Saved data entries
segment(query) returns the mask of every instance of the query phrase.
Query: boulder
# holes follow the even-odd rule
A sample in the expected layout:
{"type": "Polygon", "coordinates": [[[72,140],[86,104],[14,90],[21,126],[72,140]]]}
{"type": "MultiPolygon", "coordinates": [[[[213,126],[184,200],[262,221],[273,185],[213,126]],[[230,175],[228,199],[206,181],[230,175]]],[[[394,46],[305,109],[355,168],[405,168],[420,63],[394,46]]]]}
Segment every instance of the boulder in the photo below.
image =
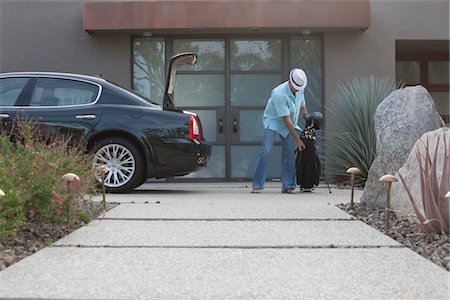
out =
{"type": "Polygon", "coordinates": [[[392,92],[374,115],[377,156],[369,169],[361,202],[384,207],[386,190],[379,182],[403,166],[416,141],[428,131],[445,125],[434,101],[422,86],[392,92]]]}
{"type": "MultiPolygon", "coordinates": [[[[443,166],[445,161],[445,151],[447,151],[447,155],[450,152],[450,129],[447,127],[440,128],[435,131],[427,132],[416,142],[411,153],[409,154],[406,163],[398,170],[404,180],[408,189],[411,191],[412,195],[415,197],[415,202],[417,207],[422,215],[424,215],[423,211],[423,203],[422,203],[422,192],[421,192],[421,184],[420,184],[420,166],[419,161],[417,159],[417,151],[420,153],[422,159],[422,166],[424,165],[424,157],[426,153],[426,145],[428,144],[428,153],[430,158],[433,160],[436,156],[436,175],[438,179],[438,183],[441,183],[443,166]],[[437,151],[436,143],[439,139],[439,144],[437,151]],[[445,140],[445,143],[444,143],[445,140]],[[447,148],[445,150],[445,148],[447,148]],[[437,152],[437,153],[436,153],[437,152]]],[[[448,170],[450,172],[450,170],[448,170]]],[[[400,177],[396,174],[396,177],[399,179],[399,182],[392,185],[391,189],[391,207],[395,210],[397,216],[410,216],[415,215],[413,206],[411,204],[410,198],[405,190],[403,183],[400,180],[400,177]]],[[[447,191],[445,191],[446,193],[447,191]]]]}

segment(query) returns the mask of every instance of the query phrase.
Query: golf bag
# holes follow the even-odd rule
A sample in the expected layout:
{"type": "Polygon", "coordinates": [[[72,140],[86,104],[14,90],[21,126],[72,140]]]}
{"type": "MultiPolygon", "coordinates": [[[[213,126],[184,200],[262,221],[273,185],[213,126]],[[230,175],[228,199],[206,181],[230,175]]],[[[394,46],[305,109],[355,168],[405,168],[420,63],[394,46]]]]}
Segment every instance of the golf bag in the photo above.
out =
{"type": "Polygon", "coordinates": [[[304,192],[311,192],[314,186],[319,185],[320,179],[320,160],[316,150],[316,130],[320,129],[323,115],[320,112],[314,112],[312,115],[305,114],[305,128],[300,138],[305,144],[306,149],[297,151],[297,184],[304,192]]]}

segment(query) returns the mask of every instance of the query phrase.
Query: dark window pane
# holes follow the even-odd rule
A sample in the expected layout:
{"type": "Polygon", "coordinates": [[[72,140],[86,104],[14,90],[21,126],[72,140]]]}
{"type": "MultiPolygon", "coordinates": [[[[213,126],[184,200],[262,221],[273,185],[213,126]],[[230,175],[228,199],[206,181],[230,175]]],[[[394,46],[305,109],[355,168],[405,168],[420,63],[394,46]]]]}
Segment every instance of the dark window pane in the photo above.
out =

**WORK ITEM**. Filter the data for the string "pane" and copy every line that has it.

**SOLVED PROBLEM**.
Query: dark window pane
Segment every instance of the dark window pane in the photo above.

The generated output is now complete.